*** Records

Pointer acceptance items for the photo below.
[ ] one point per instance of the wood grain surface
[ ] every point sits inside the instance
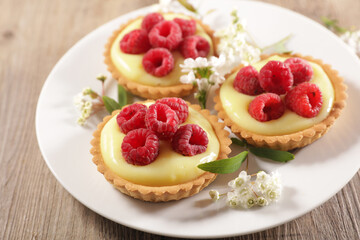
(33, 205)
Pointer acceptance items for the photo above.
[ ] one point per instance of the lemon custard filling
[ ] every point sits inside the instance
(130, 65)
(236, 105)
(169, 168)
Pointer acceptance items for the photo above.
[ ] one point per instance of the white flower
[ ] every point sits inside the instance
(246, 193)
(83, 102)
(261, 201)
(353, 40)
(215, 195)
(235, 44)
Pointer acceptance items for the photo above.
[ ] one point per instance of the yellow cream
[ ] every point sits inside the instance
(169, 168)
(130, 65)
(236, 105)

******

→ **Assignment**:
A word-for-word restatement of all the lines above is needed, with the pictures omitted.

→ **Response area**:
Pointer acceptance items for the photo below.
[ ] one point per instance of the wood grain surface
[ ] every point sits inside the instance
(33, 205)
Pointer acceptance items for the photo above.
[ ] one point per instance of the lemon custard filling
[ ] every point sits inside the instance
(130, 65)
(236, 105)
(169, 168)
Pointer acceptance items for the photo above.
[ ] one point per instance of the white flower
[ ] every point sits inside the instance
(246, 193)
(83, 102)
(261, 201)
(353, 40)
(215, 195)
(235, 44)
Pointer acceptance items for the photo above.
[ ] one point per instance of the yellow cream
[ ] every point sits inside the instance
(169, 168)
(130, 65)
(236, 105)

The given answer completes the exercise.